YOUR ASSIGNMENT: Within the listing below, locate all lines containing the word "clicks". Copy each one.

SUPPLIED DATA:
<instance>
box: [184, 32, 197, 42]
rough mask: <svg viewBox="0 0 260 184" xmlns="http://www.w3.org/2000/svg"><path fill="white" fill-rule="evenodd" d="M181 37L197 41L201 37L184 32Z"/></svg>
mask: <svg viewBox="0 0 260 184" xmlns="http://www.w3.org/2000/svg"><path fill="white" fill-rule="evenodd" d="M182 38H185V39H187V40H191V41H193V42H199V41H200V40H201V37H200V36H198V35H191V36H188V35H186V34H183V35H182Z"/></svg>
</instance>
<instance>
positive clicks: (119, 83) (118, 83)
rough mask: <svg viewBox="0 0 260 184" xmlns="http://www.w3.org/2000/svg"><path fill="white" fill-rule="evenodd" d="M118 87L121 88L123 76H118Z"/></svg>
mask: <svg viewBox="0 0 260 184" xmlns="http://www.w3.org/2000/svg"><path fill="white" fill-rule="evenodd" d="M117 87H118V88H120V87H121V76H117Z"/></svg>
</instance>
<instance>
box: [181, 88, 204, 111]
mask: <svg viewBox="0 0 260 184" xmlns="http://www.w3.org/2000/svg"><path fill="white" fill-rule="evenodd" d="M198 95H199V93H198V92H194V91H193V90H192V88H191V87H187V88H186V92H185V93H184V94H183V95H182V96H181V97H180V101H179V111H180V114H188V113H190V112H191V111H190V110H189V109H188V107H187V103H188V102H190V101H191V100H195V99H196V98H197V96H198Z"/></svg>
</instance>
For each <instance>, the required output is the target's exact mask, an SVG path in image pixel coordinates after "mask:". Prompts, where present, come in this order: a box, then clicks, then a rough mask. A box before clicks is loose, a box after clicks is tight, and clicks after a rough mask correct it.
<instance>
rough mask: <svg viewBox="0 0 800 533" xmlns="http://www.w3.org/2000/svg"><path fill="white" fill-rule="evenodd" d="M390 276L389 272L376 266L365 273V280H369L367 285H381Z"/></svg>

ANSWER:
positive clicks: (119, 83) (118, 83)
For each <instance>, the required output is the target's exact mask, an SVG path in image pixel coordinates after "mask:". Prompts, where present, come in this order: a box, then clicks, then a rough mask. A box before clicks is loose, a box after clicks is tight, and clicks after a rough mask correct it.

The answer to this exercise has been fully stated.